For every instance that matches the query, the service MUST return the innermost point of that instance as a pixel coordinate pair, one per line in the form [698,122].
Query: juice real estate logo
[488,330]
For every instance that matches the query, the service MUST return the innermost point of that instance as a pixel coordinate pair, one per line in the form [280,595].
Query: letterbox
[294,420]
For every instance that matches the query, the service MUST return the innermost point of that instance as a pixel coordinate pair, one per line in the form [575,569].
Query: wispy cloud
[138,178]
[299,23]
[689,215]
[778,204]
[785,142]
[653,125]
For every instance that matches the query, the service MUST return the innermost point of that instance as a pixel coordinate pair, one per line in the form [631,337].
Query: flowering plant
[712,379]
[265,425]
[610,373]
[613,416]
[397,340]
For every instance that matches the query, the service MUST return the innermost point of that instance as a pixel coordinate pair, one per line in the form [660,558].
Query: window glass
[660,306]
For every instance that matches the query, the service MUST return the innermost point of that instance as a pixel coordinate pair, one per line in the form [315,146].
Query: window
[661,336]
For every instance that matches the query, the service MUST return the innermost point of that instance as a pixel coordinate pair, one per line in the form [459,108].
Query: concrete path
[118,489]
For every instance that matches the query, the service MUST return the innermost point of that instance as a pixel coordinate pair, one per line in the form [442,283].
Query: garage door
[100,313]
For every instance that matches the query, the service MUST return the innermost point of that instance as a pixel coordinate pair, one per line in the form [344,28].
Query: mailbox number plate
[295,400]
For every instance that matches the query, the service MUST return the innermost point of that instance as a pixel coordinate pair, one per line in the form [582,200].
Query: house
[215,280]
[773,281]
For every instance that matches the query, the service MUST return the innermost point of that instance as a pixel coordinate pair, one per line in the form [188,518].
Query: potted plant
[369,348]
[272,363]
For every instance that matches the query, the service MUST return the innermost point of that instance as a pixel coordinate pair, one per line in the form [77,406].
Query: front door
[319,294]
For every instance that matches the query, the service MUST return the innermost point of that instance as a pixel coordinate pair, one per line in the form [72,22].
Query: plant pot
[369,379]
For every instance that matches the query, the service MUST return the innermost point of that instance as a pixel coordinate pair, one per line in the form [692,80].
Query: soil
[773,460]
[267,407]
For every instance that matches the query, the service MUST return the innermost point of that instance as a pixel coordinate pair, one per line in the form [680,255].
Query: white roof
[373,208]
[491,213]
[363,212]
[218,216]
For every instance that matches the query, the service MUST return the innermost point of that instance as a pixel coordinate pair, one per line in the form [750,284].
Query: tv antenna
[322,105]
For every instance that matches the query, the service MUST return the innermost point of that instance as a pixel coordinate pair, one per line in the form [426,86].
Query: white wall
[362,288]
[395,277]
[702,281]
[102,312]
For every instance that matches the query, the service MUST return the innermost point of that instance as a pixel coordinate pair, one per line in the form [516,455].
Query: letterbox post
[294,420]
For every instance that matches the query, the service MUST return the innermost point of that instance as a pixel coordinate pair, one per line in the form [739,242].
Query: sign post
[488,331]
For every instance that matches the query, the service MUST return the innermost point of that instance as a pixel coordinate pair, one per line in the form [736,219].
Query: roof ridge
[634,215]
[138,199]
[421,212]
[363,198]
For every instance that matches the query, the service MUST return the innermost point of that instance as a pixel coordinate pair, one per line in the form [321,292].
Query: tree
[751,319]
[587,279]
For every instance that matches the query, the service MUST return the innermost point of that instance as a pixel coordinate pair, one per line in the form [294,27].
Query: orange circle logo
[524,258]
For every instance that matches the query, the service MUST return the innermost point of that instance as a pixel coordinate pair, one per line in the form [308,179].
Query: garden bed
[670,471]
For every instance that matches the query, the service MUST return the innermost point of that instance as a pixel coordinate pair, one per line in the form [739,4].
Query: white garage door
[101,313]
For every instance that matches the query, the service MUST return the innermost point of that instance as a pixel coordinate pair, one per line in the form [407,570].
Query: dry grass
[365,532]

Work instructions: Retype each record exactly, leaving nothing out.

Solution:
For every instance that matches the query, the service MUST return the innermost point of that instance as a pixel coordinate pair, one per line in the form [698,122].
Query: juice real estate logo
[488,330]
For every instance that matches the query, the service MUST return the innermost point of that instance as a pixel coordinate pair, one per line in the form [280,595].
Query: letterbox
[294,420]
For every instance that matches the query, the service MUST return the innermost point of that instance as a pixel coordinate pair, one per line in the form [575,569].
Query: wispy cloud
[138,178]
[299,23]
[689,215]
[778,204]
[785,142]
[653,125]
For every instance that matches the query, the service MUST return the innermost point of that instance as a pixel coordinate pair, one per line in the form [631,337].
Query: flowering plant
[712,379]
[265,425]
[610,373]
[613,416]
[397,340]
For every instance that matches the query, the service MUST return the innermost point of that instance as a pixel coordinate pair, one per line in the form [660,558].
Query: window glass
[660,306]
For every instance that matches the query, the service MUST return the innermost point of that instance as a pixel coordinate pair, one per line in the form [315,146].
Query: window
[661,336]
For every instance that matches the query, the service MUST return the innermost point of that instance as a pixel coordinate pair, one per line in the form [459,108].
Query: concrete path
[118,489]
For every instance that matches the query, the service MUST return the innermost point of that instance as a pixel coordinate pair, one per line in the form [442,283].
Query: garage door
[100,313]
For every instance that matches the query, the service MUST return the innermost point of that instance as a pixel coordinate pair, one per line in the form [344,28].
Query: mailbox number plate
[295,400]
For every instance that matches the query, the service MUST return the innermost point of that instance as a pixel coordinate pair, one per line in the form [582,200].
Query: house
[215,280]
[773,281]
For every instance that matches the query, the service MUST return the innermost point of that instance as a pixel coordinate pair, one per line in the form [188,518].
Query: potted plant
[369,348]
[272,363]
For every instance that matches the query, the service MUST return the innermost point of that instance as a pixel coordinate pair, one per line in the form [77,406].
Query: front door
[319,294]
For every instance that matches the query, the service MUST return the innermost point of that instance as a pixel coordinate pair, one per line in the form [72,22].
Query: plant pot
[369,379]
For every instance that matches the query, the service MUST return the innermost point of that instance as a pixel coordinate pair, one per line in the form [692,80].
Query: soil
[773,460]
[267,407]
For every instance that matches the query, the service MUST return the innermost point of that instance as a pixel coordinate pair, one per line in the form [680,255].
Query: white roof
[373,208]
[491,213]
[363,212]
[218,216]
For every instance that matches the query, the service MUST return the innermost point of that instance as a pixel coordinate pair, one per line in the form [750,284].
Query: tv antenna
[322,105]
For every instance that matches the query, the service MUST return the innermost point of that instance as a pixel coordinate pair, one per line in the form [426,86].
Query: white wall
[362,288]
[395,277]
[702,281]
[102,312]
For every instance that matches the query, the service MUST return the innermost point of that instance as a pixel coordinate pair, one per line in the form [516,455].
Query: letterbox post
[294,420]
For every instance that matches the query, the service MUST return the innermost point of that instance as a pixel coordinate pair, one per line in the form [739,242].
Query: sign post
[488,331]
For every instance that matches the query, the service MUST return the innermost point of that instance as a pixel coordinate pair, one per line in the form [736,219].
Query: roof ridge
[634,215]
[138,199]
[421,212]
[363,198]
For every instance that matches the query, the service MUST return the innermost point of that instance as a pixel coordinate pair, one per line in the form [321,292].
Query: tree
[751,319]
[587,279]
For every instance that matches the query, the service MUST return the innermost point of that instance as a pixel coordinate pair, one per line in the form [294,27].
Query: orange circle logo
[524,258]
For every instance that matches the query, the service MUST return the innermost point of that instance as a pixel coordinate pair, one per line in the form [308,179].
Query: garden bed
[670,471]
For every instance that matches the query, the service MUST return the innermost point of that instance as a pixel coordinate pair, one per line in the form [739,4].
Query: white garage door
[101,313]
For every instance that matches the query, the service MUST return the innermost point of that instance as a pixel coordinate pair, one per line in the form [407,570].
Query: dry grass
[365,532]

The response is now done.